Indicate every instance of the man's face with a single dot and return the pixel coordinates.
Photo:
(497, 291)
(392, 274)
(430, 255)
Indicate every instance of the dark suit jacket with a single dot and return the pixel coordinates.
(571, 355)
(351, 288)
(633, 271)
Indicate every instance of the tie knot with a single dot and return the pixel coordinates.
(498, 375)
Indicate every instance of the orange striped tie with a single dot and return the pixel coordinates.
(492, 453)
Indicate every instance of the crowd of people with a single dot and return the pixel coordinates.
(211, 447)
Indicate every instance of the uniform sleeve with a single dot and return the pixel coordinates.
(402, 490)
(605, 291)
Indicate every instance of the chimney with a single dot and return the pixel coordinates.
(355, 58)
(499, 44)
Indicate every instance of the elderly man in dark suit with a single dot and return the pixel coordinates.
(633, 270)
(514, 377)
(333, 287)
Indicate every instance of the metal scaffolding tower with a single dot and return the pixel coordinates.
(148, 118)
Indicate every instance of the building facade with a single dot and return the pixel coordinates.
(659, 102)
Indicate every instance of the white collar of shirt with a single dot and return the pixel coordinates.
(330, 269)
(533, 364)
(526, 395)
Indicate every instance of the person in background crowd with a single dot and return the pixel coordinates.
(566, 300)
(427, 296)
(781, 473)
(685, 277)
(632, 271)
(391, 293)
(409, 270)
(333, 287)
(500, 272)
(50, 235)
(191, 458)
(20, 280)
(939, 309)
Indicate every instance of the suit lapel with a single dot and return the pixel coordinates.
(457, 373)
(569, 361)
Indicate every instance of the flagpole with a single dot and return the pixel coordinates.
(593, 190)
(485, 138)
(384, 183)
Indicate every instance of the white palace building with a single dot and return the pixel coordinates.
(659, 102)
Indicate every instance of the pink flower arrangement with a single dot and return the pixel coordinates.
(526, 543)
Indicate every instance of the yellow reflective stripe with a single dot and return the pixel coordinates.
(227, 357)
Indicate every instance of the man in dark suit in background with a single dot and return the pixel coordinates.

++++++++++

__Exercise brief__
Repeat the items word for word, starting with the line that contains "Indicate every instance of the yellow" and going on through the end of the items.

__Exercise solution__
Indicate every instance of the yellow reflective stripe with a single dot and return the pixel coordinates.
(227, 357)
Indicate every instance of the man in dark suit in background with a single dot and return the pixel coordinates.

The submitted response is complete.